>> Start TEXT EXCERPT

This world is a dark
place. Tragedies fill the 24 hour new-cycle and people die. You can be a Syrian
toddler on a sinking boat in the Mediterranean without a life preserver, you
can be a black man walking down the street in New York City suddenly impaled on
a sword helmed by a white supremacist terrorist, you can be caught in a flash flood
in Trujillo Peru and swept away in a landslide. So may tragedies I cannot begin
to categorize them. No matter where you are you cannot escape the
soul-dampening cruelty of this broken world.
Last Wednesday, my
commute was broken by several texts from my mother and my boss as both began
checking in, I had been in my own world of obliviousness to the high profile
shooting of a congressman and several aides that took place less than a mile
from where I live. On the year anniversary of the death of a British MP Jo Cox,
a high-profile shooting targeting national law-makers carried additional
weight. Last night, after spending a weekend unplugged from the internet and a
wonderful Father’s Day with my parents, I opened up my social media feeds to
news of the tragic murder of Nabra Hassanen, a 17-year old Muslim girl, who was
walking with friends between late-night prayers at the ADAMS Center Mosque. Her
body was discovered in Fairfax County, where I grew up, where my parents still
live, where I had just spent the whole day, oblivious.
This tragic murder
pierced through my Sunday night and comes on the heels of the June 5 double
homicide of young men in Maryland Shadi
Adi Najjar, 17, and Artem S. Ziberov, 18, shot in a car while sitting in a
cul-de-sac of a residential neighborhood.
Even more so, this news called
me back to my first month working at KARAMAH: Muslim Women Lawyers for Human
Rights. In February 2015 hatred took the lives of three beautiful, intelligent
young adults full of potential: Deah Shaddy Barakat, 23, his wife Yusor
Mohammad, 21, and her sister, Razan Mohammad Abu-Salha, 19.

>> End TEXT EXCERPT
>> Start RECORDS SHOWN

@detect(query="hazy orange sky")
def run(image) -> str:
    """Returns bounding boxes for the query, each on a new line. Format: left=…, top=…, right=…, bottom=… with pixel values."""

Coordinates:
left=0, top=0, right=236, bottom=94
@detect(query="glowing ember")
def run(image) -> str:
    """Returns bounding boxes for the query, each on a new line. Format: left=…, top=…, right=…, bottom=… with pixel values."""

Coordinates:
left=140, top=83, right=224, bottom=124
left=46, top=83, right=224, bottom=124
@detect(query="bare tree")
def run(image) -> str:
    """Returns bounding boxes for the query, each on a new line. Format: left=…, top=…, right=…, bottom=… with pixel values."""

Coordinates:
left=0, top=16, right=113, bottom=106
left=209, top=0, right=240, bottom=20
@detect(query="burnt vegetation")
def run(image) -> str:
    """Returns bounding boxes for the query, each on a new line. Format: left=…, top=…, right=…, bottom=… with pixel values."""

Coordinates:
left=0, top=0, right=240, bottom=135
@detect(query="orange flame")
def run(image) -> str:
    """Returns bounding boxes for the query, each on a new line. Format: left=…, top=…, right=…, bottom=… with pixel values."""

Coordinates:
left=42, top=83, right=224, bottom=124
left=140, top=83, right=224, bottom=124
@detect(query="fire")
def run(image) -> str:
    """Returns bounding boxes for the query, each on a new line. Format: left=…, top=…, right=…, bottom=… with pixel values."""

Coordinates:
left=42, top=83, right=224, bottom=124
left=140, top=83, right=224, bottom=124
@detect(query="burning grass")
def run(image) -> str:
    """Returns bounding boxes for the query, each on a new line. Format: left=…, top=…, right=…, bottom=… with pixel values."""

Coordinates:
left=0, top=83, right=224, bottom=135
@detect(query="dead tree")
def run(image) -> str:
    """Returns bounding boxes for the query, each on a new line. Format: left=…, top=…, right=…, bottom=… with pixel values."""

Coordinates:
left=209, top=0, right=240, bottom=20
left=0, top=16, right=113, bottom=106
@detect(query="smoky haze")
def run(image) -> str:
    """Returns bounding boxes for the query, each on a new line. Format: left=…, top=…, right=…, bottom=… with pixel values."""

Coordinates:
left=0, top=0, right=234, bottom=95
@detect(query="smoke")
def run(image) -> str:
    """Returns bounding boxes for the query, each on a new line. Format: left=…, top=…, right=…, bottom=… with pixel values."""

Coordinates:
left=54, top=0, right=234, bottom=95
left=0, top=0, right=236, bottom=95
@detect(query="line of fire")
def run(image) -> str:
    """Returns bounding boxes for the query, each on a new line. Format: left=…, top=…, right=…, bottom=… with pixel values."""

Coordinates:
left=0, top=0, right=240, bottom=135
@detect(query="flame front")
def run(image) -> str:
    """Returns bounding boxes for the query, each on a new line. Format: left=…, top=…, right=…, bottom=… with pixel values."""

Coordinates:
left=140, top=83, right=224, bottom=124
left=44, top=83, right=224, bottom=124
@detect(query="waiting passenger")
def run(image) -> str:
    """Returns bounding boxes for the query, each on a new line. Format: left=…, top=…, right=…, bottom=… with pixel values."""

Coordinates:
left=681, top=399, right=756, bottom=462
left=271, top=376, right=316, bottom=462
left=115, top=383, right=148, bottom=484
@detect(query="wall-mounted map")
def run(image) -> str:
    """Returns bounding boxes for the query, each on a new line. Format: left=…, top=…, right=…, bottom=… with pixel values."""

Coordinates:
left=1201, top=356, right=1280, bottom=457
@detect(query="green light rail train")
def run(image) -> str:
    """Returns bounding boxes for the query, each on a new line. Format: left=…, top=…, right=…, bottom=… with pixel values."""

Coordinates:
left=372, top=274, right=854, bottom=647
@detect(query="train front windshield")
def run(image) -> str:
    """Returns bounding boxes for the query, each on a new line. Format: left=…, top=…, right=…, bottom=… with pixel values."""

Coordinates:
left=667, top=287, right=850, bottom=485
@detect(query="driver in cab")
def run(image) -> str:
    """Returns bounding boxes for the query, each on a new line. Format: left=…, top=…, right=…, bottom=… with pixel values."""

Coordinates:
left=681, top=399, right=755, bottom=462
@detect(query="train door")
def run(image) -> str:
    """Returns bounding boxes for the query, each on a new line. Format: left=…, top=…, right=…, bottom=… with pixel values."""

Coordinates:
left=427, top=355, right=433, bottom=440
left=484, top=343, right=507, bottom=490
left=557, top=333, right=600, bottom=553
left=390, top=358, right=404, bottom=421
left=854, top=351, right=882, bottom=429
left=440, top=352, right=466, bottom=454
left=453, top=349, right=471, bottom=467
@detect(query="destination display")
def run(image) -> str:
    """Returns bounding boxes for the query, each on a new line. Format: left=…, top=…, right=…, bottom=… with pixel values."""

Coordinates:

>> End RECORDS SHOWN

◆ **PROBLEMS TO SOLVE**:
1) Retype the essay on recent tragedies from "Even more so, this" to "Mohammad Abu-Salha, 19.".
2) List every person in the essay on recent tragedies whose age is stated, with that age.
3) Proceed with the essay on recent tragedies, starting after its last sentence.

◆ **ANSWERS PER TASK**:
1)
Even more so, this news called
me back to my first month working at KARAMAH: Muslim Women Lawyers for Human
Rights. In February 2015 hatred took the lives of three beautiful, intelligent
young adults full of potential: Deah Shaddy Barakat, 23, his wife Yusor
Mohammad, 21, and her sister, Razan Mohammad Abu-Salha, 19.

2)
Nabra Hassanen, 17
Shadi Adi Najjar, 17
Artem S. Ziberov, 18
Deah Shaddy Barakat, 23
Yusor Mohammad, 21
Razan Mohammad Abu-Salha, 19

3)
As a Christian, I
believe that this world is irrevocably broken and can only be saved by
redemption through God and Jesus. As a coworker and friend of several Muslims
who are fasting this month during Ramadan, their devotion and prayer to God inspires
me on my own faith journey. As an American who works in D.C., I am in the
process of examining my own core values, questioning our nations’ historic
narrative as is the freedom and I believe obligation of every citizen of this
nation. As an attorney providing direct
representation to survivors of domestic violence I see firsthand the impact of
small, unspoken, unceremonious tragedies that take place privately but affect
all life publicly.
The newsworthy
“high-profile” cases of tragedy can put stark relief on the relative privilege
those of us who are not surrounded by violence carry. While we glaze over things that don’t
directly affect us, when violence pierces through the façade of daily peace, it
shakes us. But more piercing are those “smaller” less public, and more intimate
intrusions of cruelty, violence and evil. The ones that happen in our own
backyard, in suburban neighborhoods, walking on a sidewalk from an IHOP to a
mosque on a path that was supposed to be safe.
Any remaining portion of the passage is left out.